● Texte cité
++++++++++++++++++++

# Reset carte mere ?



## Carbonized (24 Mai 2002)

estce dangereux de faire un reset de la carte mere ?
J ai un prob apparemment entre ma carte graphique et la rom de mon DP800.
J ai tout essaye, mais cette maudite carte (radeon 8500) me fusille le systeme audio interne de mon mac (alors ke je n ai pas de prob lorseke je la met sur un G4 400).

Est ce ke je risque quelque chose a faire le reset ?
Dois-je enlever aussi la pile pendant le reset ?


----------



## albin (24 Mai 2002)

si je me sousviens bien le reset de la carte mére et un gros zappage de pram donc tu peut le faire sans probléme pour cela oui il faut enlevée la pile de la carte mére et aussi le cordon secteur. Et une fois que tu redémare pense a reméttre à l'heure ton mac.
Ton probléme peut venir aussi du driver qui est incompatible avec la ROM donc dans ce cas c'est ou une mise a jour de driver ou de la ROM
bonne chance.
a+


----------



## iBen (27 Mai 2002)

je suis pas certain de l'efficacité mais pour un reset, une pression sur le bouton situé sur la carte mère ne provoque rien d'irréversible  
	

	
	
		
		

		
			





Je l'ai fait une fois avec la pile en place mais l'alim débranchée.


----------



## Bernard53 (27 Mai 2002)

++++++++++++++++++++

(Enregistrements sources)
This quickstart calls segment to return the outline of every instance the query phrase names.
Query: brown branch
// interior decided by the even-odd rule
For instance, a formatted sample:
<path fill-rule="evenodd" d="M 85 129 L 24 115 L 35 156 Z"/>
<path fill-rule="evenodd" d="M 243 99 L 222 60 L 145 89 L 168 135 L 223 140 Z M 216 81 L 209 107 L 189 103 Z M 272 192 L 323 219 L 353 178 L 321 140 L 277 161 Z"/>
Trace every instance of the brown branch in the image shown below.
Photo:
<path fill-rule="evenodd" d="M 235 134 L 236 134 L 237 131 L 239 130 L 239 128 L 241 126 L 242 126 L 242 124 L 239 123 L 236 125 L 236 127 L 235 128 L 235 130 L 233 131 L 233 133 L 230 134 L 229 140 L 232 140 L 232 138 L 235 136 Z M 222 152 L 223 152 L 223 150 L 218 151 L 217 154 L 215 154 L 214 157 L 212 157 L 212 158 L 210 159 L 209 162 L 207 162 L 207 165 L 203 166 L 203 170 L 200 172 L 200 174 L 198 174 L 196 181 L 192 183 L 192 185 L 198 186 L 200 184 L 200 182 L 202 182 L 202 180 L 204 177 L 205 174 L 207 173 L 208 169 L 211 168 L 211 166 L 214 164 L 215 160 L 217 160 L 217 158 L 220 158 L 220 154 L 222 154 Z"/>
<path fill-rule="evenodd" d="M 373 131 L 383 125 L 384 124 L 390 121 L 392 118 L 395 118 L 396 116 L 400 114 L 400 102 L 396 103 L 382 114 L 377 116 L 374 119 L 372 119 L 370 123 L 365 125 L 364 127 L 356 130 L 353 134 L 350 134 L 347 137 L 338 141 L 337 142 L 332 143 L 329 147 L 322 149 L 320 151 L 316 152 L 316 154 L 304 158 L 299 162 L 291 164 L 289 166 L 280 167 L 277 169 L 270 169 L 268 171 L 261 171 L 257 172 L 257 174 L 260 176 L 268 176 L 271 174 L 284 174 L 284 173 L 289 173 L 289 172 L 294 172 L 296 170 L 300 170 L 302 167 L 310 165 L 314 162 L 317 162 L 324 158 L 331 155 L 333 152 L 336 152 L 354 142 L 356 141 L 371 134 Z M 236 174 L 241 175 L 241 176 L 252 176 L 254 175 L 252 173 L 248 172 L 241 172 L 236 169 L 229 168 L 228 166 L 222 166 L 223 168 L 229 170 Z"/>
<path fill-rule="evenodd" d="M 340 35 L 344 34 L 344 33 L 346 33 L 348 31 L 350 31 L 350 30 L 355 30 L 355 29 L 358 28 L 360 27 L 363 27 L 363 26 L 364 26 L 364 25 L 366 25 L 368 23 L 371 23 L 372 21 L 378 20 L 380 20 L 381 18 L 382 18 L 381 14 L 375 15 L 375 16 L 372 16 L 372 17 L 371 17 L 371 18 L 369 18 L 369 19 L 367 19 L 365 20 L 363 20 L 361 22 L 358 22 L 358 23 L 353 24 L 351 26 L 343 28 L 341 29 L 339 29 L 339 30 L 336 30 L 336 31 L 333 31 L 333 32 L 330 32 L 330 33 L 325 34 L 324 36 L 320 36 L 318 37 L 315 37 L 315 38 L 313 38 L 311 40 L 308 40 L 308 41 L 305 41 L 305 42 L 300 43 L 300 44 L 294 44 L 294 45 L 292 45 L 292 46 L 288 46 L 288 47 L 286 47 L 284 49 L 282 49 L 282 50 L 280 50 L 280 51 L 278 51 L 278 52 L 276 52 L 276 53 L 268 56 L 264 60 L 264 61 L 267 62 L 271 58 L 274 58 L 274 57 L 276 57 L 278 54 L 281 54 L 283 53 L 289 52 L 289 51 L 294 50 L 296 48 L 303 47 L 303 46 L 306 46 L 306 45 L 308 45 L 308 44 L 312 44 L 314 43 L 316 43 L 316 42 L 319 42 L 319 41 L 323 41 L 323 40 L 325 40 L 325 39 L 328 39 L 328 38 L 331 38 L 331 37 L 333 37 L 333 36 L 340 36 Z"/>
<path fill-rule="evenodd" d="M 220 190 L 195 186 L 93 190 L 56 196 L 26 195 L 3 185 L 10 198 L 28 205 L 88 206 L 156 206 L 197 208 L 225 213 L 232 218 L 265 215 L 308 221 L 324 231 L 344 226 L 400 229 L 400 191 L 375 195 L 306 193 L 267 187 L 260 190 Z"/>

++++++++++++++++++++

● Tâches à réaliser
1. Exprime sous forme de liste JSON de chaînes, à raison d'une chaîne par ligne et sans les lignes vides, le passage du listing qui va du début jusqu'à la ligne contenant « 235 134 L 236 », celle-ci comprise.
2. Rédige la suite du fil de discussion sur le reset de la carte mère.

● Les résultats
1.
[
  "This quickstart calls segment to return the outline of every instance the query phrase names.",
  "Query: brown branch",
  "// interior decided by the even-odd rule",
  "For instance, a formatted sample:",
  "<path fill-rule=\"evenodd\" d=\"M 85 129 L 24 115 L 35 156 Z\"/>",
  "<path fill-rule=\"evenodd\" d=\"M 243 99 L 222 60 L 145 89 L 168 135 L 223 140 Z M 216 81 L 209 107 L 189 103 Z M 272 192 L 323 219 L 353 178 L 321 140 L 277 161 Z\"/>",
  "Trace every instance of the brown branch in the image shown below.",
  "Photo:",
  "<path fill-rule=\"evenodd\" d=\"M 235 134 L 236 134 L 237 131 L 239 130 L 239 128 L 241 126 L 242 126 L 242 124 L 239 123 L 236 125 L 236 127 L 235 128 L 235 130 L 233 131 L 233 133 L 230 134 L 229 140 L 232 140 L 232 138 L 235 136 Z M 222 152 L 223 152 L 223 150 L 218 151 L 217 154 L 215 154 L 214 157 L 212 157 L 212 158 L 210 159 L 209 162 L 207 162 L 207 165 L 203 166 L 203 170 L 200 172 L 200 174 L 198 174 L 196 181 L 192 183 L 192 185 L 198 186 L 200 184 L 200 182 L 202 182 L 202 180 L 204 177 L 205 174 L 207 173 L 208 169 L 211 168 L 211 166 L 214 164 L 215 160 L 217 160 L 217 158 L 220 158 L 220 154 L 222 154 Z\"/>"
]

2.
Personnellement j'irais faire un tour sur la base de données d'Apple en utilisant *reset* comme mot-clé. Il y a 23 références dont une ou deux devrait être intéressante.

Salutations.


----------



## Carbonized (28 Mai 2002)

oki, merci, j irais voir chez apple.

Par contre j ai effetue le reset, mais ca na rien changer a mon probleme.....

Chez ATI, on me dit de rendre la carte, et chez mon revendeur, ils refusent de la reprendre car elle fonctionne correctement sur un G4 400 (sur lequel j ai essaye), et pensent ke c un prob logiciel (alors ke le prob et le mm sous os9 et X, et j ai mm installe un nvx system sur mon DD firewire, mais rien n y fait).

En attendant, ma carte est retournee ds sa boite....


----------



## 800007 (28 Mai 2002)

Merci mille fois pour ce post car j'avais un prob (post: g4 466 mort? Heeeeeeeeeeeeeelp) et le fait de faire un reset m'a sauvé.

MERCI.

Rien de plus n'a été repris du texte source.